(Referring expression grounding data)
►

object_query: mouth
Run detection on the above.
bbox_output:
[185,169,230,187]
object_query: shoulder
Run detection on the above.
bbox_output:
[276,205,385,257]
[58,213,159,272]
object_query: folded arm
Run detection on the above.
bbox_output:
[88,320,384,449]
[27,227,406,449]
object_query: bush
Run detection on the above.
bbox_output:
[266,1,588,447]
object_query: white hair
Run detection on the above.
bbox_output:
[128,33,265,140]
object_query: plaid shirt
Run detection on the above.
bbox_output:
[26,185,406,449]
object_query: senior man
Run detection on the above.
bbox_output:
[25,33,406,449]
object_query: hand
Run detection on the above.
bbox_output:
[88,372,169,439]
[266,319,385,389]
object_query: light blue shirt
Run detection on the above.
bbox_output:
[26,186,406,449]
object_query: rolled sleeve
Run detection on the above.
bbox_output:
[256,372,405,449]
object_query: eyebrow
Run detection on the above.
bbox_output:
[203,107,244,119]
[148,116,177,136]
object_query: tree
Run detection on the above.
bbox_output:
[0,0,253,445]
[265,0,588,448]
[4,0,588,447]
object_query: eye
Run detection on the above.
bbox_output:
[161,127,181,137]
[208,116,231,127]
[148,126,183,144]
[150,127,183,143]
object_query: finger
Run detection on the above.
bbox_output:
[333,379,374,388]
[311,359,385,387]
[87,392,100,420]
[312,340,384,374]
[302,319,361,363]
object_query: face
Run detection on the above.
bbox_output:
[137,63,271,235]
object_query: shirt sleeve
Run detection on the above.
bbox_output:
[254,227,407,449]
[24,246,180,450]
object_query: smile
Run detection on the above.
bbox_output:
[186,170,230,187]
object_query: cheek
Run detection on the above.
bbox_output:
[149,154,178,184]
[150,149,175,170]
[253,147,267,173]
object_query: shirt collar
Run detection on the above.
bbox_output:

◄

Task goal: Pull every line containing "sleeve" from the data.

Written answer:
object_query: rolled sleeve
object_query: shirt sleeve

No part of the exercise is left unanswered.